> **Direction 1**
Answer these questions using the headphone roundup.
(a) What tracking feature is built into the Sennheiser Momentum Wireless (2019)?
(b) What does the Sennheiser PXC 550-II add over the previous PXC 550 model?
(c) Which two traits make the Beyerdynamic Amiron Wireless terrible for travel?
> **Direction 2**
In the headphone roundup, shorten the paragraph that begins "The Beyerdynamic Amiron Wireless are the best-sounding" and keep its main facts.
> **Direction 3**
Carry on the headphone roundup, starting right after its final sentence.

> **Article**
begin

So, why buy the Sennheiser Momentum Wireless (2019)? Well, if built-in Tile tracking appeals to you, and you like the industrial design and premium materials of the Momentum Wireless, that could be reason enough – and if you do opt for them over the Sony model, you won’t be missing out on any audio quality. In that respect, they’re truly matched.
Read the full review: Sennheiser Momentum Wireless (2019) review
The build, battery life, and sound quality of the Sennheiser PXC 550-II are all very impressive, upgrading the previous PXC 550 model with the latest Bluetooth standard and enhanced audio and smart capabilities.
The PXC 550-II over-ear headphones are a bit cheaper than the Momentum Wireless, a bit more sober in appearance and definitely not as big, with a sophisticated sound.
Read more: Sennheiser PXC 550-II review
The Beyerdynamic Amiron Wireless are the best-sounding wireless headphones you can buy, period. Sound is spacious, detailed, and makes you want to rediscover your music library. Their bulky design and average noise isolation make them terrible for travel but if you’re looking for the best sound from a pair of over-ear headphones, this is it.
Read the full review: Beyerdynamic Amiron Wireless
They may not beat the Sony WH-1000XM3’s battery life and price, the Bose Noise Cancelling Headphones 700 are still a fantastic pair of over-ear headphones.

end

> **Extracted data entries**
begin

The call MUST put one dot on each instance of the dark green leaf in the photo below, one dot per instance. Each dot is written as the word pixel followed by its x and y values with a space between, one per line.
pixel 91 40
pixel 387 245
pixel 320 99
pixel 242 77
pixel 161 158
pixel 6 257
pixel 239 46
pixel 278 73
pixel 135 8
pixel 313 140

end

> **Response 1**
(a) Tile tracking.
(b) The latest Bluetooth standard and enhanced audio and smart capabilities.
(c) Their bulky design and average noise isolation.

> **Response 2**
The Beyerdynamic Amiron Wireless are the best-sounding wireless headphones available, with spacious, detailed sound. Their bulky design and average noise isolation make them a poor choice for travel, but they deliver the best sound of any over-ear pair.

> **Response 3**
By applying noise cancelation on both music and phone calls, they offer class-leading technology, and well as a vibrant, lively sound and wide, well-balanced soundstage.
If you’re trying to decide between buying the Sony WH-1000XM3s and the Bose Noise Cancelling Headphones 700, we’d recommend going for the former because of that lower price and better battery life.
That being said, you wouldn’t be making a mistake if you opted for the Bose cans instead (and we wouldn’t blame you if you did) – they sound great, look stunning, and the noise-cancelation is out of this world.
Read the full review: Bose Noise Cancelling Headphones 700
The Apple AirPods Max were the most hotly-anticipated headphones for quite some time, having been the subject of rumor and speculation for two years, and come with active noise cancellation, superb audio quality, and a design that sets them apart from most noise-cancelling headphones on the market.
While their exceptional audio performance and class-leading ANC impresses, they’re let down by their eye-watering price, baffling carrying case, and lack of support for Hi-Res Audio codecs.
Despite their high price, the AirPods Max aren’t exactly aimed at the audiophile crowd, owing to their lack of 3.5mm audio port; instead, these cans are squarely targeted at card-carrying members of the Apple ecosystem, with nifty features for iOS users and an unmistakably ‘Apple’ design.
For Android users, the AirPods Max are simply a high-performance pair of noise-cancelling headphones with an unusual design, as fantastic as they may sound – and for these users, we can’t see how the high price is justified.
But, if you’ve already bought into the Apple ecosystem, you have a lot of money to burn, and you don’t care about Hi-Res Audio, you won’t find headphones that sound better or are easier to use than the AirPods Max.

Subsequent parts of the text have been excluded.